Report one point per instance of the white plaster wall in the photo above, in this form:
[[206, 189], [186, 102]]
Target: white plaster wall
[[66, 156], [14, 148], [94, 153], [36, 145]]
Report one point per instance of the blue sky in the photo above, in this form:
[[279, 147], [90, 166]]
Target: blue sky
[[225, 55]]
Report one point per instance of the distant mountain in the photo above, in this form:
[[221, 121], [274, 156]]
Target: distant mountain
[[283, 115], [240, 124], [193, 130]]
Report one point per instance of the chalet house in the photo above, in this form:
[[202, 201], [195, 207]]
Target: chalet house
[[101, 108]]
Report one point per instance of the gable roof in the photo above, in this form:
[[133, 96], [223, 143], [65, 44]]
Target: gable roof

...

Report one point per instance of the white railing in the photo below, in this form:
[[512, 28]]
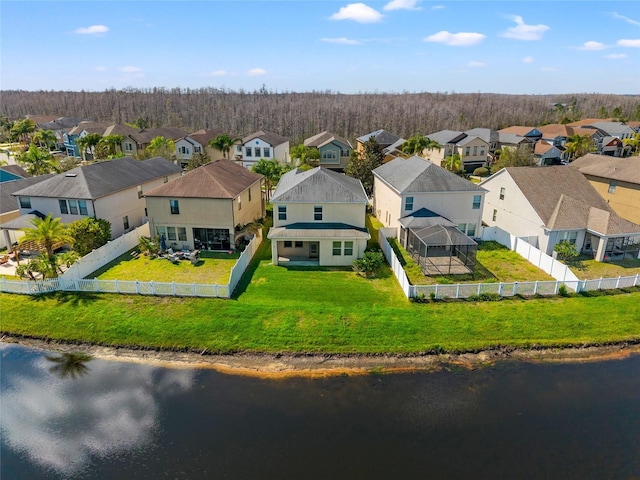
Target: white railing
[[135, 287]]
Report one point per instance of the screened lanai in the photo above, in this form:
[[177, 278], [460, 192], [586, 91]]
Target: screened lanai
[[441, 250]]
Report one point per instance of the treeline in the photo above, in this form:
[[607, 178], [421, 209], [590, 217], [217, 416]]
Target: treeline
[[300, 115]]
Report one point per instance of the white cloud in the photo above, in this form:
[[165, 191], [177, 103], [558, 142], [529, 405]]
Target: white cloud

- About this task -
All lines in the listing above from the line containing "Report one point per instance of the white plaster" to the line containing "Target: gable roof", inclusive, should be retyped exactly; no other lines should appear.

- Answer below -
Report one point per instance of the white plaster wall in the photo above, in this form:
[[206, 189], [186, 102]]
Target: white plaster wall
[[66, 156], [14, 148], [94, 153], [36, 145]]
Report one point per instance of the blue sky in the photo above, in this form:
[[279, 147], [90, 166]]
Target: blue sky
[[225, 55]]
Report one point per instance of the distant mountain in the photo above, in this form:
[[221, 121], [274, 156]]
Target: distant mountain
[[283, 115], [240, 124], [193, 130]]
Report one point per instance of the chalet house in the photo above, in this form:
[[202, 201], [195, 207]]
Target: chalet house
[[101, 108]]
Report one point per instance of the gable roof in the photo above, in this form:
[[133, 96], [223, 143], [65, 44]]
Target: gable roof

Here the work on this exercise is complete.